Transcribe, exactly as they appear, only the lines from the one holding "In this exercise you will annotate the clover" through the end of the entries below.
......
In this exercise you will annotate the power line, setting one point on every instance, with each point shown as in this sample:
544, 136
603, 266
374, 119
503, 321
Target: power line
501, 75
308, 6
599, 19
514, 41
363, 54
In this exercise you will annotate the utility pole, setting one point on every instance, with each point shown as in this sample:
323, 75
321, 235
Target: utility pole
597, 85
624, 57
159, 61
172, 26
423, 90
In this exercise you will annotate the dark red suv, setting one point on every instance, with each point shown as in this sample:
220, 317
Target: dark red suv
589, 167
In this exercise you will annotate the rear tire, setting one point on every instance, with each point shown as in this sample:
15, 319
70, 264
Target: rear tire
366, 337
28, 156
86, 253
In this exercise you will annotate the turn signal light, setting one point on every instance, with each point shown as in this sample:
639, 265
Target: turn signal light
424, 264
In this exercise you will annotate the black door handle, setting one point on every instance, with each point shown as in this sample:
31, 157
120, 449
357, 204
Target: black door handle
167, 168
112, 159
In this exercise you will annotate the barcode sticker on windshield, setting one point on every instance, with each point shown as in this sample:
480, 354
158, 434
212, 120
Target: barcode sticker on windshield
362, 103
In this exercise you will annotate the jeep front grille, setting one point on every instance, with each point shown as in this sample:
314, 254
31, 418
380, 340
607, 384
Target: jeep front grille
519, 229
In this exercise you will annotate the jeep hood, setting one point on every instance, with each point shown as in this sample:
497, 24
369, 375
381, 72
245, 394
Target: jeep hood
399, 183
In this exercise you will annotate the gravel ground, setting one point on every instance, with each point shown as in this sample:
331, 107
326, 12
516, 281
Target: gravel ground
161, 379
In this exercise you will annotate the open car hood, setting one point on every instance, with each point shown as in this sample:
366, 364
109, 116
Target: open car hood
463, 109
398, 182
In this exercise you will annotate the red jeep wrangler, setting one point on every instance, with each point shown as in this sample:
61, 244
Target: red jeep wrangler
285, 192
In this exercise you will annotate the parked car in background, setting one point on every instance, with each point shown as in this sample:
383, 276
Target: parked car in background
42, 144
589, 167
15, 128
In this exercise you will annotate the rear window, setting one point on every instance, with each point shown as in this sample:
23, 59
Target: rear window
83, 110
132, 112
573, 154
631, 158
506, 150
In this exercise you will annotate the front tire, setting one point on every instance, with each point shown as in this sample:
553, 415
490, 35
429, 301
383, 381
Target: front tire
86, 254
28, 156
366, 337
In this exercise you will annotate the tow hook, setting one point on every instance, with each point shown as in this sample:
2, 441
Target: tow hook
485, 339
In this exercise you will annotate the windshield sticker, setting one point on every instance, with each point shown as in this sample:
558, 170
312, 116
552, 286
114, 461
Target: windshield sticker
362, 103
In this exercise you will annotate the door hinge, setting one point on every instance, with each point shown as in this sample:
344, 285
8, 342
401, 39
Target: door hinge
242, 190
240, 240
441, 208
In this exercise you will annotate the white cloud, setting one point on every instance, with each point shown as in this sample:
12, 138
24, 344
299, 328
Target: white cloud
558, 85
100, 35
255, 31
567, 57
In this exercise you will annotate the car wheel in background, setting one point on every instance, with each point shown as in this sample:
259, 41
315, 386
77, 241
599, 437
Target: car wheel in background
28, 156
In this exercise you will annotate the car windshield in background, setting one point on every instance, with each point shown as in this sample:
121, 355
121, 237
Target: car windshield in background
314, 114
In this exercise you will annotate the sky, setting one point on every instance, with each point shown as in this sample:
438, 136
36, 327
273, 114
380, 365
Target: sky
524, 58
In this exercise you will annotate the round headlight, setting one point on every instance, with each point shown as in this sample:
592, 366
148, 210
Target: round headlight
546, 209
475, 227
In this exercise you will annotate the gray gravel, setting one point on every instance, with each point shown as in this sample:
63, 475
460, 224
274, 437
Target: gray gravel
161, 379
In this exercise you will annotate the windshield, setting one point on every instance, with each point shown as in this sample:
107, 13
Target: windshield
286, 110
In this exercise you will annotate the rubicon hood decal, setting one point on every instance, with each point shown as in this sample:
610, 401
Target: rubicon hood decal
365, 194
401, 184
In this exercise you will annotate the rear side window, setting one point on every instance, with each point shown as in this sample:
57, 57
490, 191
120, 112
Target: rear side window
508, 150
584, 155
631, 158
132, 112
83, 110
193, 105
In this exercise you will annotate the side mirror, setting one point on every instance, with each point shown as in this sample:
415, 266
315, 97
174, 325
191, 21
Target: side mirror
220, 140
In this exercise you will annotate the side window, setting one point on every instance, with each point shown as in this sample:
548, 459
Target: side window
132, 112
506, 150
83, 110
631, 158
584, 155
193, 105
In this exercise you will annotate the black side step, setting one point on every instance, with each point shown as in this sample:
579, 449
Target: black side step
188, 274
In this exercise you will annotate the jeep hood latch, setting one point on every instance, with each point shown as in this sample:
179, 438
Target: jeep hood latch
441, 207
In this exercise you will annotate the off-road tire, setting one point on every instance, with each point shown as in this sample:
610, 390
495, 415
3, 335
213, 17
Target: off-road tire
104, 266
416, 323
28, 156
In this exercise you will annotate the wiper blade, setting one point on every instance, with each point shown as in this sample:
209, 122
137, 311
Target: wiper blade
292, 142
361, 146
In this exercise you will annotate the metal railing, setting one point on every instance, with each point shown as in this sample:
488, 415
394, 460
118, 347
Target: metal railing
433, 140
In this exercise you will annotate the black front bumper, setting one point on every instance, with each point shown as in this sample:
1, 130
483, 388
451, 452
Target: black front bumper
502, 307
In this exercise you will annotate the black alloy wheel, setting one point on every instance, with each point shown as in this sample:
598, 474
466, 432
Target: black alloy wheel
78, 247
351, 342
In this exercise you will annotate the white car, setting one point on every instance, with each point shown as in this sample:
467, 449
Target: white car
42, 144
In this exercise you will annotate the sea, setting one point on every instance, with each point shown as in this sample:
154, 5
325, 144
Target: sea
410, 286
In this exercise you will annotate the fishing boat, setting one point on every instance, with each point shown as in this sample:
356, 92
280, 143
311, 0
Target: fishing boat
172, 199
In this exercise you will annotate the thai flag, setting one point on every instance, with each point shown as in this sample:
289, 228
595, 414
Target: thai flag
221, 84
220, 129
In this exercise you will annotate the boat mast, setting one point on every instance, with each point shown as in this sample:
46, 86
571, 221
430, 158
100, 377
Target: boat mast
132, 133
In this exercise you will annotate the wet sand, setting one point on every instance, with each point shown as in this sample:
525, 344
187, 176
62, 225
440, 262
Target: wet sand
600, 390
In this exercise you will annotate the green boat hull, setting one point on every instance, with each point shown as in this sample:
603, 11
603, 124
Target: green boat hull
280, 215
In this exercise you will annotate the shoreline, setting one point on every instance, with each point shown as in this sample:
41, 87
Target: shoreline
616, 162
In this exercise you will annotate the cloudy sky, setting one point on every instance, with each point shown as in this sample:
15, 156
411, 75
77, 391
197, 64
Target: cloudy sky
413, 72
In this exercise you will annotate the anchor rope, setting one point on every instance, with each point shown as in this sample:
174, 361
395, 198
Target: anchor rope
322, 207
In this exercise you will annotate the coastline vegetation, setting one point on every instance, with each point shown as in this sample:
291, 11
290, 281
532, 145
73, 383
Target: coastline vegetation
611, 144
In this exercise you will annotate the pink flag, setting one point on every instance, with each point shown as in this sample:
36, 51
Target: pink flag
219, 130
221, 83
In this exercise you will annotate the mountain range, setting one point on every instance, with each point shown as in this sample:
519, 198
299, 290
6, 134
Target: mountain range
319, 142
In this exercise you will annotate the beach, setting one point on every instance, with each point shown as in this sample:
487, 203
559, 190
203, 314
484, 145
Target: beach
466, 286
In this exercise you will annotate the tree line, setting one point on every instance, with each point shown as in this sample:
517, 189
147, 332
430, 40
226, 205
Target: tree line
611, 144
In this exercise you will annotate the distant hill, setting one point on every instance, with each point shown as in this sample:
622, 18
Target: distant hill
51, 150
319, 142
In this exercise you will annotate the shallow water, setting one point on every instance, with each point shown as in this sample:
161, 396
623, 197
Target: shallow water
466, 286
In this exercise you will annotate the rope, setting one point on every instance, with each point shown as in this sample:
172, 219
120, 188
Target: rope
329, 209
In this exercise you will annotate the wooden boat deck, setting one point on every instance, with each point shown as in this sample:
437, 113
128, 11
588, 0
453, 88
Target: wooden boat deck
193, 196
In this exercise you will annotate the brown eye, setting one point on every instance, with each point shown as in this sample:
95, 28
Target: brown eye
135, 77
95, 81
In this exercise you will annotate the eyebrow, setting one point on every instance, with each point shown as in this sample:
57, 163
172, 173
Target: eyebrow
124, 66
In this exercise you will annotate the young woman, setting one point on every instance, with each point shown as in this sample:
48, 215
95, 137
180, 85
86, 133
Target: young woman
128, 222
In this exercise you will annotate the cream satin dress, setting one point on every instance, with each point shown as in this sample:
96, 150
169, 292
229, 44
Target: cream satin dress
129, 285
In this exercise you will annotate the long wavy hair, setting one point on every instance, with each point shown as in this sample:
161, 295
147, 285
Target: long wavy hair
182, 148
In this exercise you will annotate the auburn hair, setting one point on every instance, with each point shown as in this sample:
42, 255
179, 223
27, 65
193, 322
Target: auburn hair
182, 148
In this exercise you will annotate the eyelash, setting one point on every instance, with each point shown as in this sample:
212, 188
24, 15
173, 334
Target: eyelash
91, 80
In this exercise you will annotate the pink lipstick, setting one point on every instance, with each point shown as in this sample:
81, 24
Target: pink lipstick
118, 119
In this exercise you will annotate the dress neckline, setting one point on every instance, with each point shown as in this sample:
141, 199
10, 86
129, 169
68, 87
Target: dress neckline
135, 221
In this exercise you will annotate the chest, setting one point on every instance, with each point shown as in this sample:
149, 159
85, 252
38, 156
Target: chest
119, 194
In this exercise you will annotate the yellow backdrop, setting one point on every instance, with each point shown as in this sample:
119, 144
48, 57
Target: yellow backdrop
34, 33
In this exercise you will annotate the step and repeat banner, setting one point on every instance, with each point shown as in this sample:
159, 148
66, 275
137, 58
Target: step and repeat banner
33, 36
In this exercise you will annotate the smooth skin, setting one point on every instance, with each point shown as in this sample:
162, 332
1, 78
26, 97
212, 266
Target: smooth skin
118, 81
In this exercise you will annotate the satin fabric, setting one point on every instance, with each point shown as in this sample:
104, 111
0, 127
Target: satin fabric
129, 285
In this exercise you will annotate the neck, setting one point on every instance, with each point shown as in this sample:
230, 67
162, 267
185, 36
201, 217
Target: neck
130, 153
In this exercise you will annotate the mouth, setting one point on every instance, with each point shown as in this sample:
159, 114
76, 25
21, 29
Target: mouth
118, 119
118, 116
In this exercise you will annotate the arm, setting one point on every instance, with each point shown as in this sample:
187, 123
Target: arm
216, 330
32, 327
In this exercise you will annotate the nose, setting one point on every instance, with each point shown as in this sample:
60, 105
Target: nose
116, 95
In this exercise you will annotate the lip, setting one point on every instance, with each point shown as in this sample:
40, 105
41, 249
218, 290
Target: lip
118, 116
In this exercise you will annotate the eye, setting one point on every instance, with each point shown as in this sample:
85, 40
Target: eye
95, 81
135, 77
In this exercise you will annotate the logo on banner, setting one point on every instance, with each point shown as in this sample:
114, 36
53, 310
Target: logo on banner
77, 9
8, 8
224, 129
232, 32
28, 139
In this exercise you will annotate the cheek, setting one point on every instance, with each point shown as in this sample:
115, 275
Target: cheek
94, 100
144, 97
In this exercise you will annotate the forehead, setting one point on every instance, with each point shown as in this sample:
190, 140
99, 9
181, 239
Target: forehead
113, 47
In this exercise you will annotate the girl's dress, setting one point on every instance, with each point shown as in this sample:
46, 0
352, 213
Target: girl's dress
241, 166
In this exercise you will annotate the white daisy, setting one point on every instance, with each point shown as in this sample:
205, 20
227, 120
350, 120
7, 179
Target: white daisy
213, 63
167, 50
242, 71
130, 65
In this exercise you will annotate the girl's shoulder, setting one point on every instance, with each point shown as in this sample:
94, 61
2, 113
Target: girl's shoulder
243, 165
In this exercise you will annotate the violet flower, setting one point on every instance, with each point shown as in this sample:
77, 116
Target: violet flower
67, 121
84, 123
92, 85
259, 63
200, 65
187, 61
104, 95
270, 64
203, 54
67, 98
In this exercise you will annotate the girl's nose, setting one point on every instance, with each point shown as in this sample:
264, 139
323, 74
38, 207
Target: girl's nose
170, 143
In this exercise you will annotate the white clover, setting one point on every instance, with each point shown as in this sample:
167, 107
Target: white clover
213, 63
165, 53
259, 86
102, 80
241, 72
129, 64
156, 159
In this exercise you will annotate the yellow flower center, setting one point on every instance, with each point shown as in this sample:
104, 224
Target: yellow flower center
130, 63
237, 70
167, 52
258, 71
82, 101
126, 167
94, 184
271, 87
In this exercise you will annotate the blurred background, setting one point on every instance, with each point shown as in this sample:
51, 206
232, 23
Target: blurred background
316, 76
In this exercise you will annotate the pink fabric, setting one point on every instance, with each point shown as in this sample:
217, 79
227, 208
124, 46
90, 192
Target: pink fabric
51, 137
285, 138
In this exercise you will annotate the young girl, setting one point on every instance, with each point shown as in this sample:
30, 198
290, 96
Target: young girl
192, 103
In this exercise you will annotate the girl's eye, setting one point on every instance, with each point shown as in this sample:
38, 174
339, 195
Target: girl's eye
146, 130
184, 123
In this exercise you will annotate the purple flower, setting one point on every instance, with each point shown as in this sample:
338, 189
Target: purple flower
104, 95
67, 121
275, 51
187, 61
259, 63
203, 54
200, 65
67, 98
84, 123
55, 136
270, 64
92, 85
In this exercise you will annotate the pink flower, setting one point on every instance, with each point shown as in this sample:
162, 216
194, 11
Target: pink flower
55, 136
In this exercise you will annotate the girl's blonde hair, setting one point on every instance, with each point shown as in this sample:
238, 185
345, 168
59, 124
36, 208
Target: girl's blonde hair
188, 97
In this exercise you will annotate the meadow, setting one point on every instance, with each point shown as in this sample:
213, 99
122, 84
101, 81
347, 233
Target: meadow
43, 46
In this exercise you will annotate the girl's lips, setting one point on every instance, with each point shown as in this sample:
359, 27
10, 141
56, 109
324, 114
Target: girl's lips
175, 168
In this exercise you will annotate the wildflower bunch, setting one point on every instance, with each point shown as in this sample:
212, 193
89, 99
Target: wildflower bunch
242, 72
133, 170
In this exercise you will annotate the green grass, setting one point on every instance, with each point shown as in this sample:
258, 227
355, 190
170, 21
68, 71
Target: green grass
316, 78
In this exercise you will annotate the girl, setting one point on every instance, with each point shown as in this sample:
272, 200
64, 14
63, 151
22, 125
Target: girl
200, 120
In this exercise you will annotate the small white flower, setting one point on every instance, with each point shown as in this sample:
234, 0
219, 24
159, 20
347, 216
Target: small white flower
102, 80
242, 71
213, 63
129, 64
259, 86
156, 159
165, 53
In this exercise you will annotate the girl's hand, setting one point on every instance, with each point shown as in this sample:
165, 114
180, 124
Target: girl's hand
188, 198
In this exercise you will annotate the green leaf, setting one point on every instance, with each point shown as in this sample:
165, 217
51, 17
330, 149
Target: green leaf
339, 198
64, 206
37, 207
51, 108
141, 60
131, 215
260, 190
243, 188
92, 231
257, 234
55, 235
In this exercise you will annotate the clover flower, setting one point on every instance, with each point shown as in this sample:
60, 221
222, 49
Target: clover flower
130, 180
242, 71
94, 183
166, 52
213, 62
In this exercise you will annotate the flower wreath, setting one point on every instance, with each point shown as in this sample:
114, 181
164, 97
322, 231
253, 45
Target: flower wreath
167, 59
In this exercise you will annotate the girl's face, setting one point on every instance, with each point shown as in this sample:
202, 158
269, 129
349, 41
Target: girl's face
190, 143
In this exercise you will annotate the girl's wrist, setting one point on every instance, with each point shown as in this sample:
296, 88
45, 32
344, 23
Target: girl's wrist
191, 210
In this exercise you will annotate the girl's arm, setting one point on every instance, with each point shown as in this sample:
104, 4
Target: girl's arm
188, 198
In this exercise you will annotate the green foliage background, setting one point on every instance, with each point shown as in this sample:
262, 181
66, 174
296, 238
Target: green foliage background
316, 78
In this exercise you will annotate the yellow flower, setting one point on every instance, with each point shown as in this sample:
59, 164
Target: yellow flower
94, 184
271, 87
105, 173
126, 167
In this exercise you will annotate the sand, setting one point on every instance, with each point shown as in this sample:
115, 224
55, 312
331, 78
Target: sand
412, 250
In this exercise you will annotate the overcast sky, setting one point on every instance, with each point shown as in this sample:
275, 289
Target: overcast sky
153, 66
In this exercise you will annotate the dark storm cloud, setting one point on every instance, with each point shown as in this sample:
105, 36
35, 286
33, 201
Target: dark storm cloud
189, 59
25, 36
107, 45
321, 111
......
● FINISHED TASK:
In this exercise you will annotate the clover flower, setting one point on every instance, with each point shown as in this sample:
60, 221
222, 49
Target: clover flower
130, 180
242, 71
94, 183
166, 52
213, 62
In this exercise you will annotate the flower wreath, setting one point on every instance, with each point shown as in this sample:
114, 181
164, 97
322, 231
253, 45
Target: flower wreath
167, 59
In this exercise you will annotate the girl's face, setting one point on every instance, with each point shown as in this sample:
202, 158
269, 129
349, 41
Target: girl's face
190, 143
In this exercise you will annotate the girl's wrist, setting one point on every instance, with each point shown as in this sample:
296, 88
45, 32
344, 23
Target: girl's wrist
191, 210
In this exercise you will annotate the girl's arm, setting one point on every instance, with each point shown as in this sample:
104, 4
Target: girl's arm
188, 198
In this exercise you will annotate the green foliage background, setting one point on every instance, with each point shown as in this sample:
262, 181
66, 174
296, 238
Target: green foliage background
316, 78
In this exercise you will annotate the yellow flower, setting one point on every instance, with each point shown as in this sample:
59, 164
Target: yellow flower
94, 184
271, 87
105, 173
126, 167
In this exercise you will annotate the sand, setting one point on every instance, with each point shown as in this sample:
115, 224
55, 312
331, 78
Target: sand
412, 250
In this exercise you will annotate the overcast sky, setting one point on every instance, with each point shown as in this sample:
275, 289
Target: overcast sky
153, 66
In this exercise you will annotate the dark storm cloud, setting one point on every instance, with each point shown as in this sample:
105, 36
35, 286
33, 201
Target: dark storm cloud
189, 59
25, 36
107, 45
321, 111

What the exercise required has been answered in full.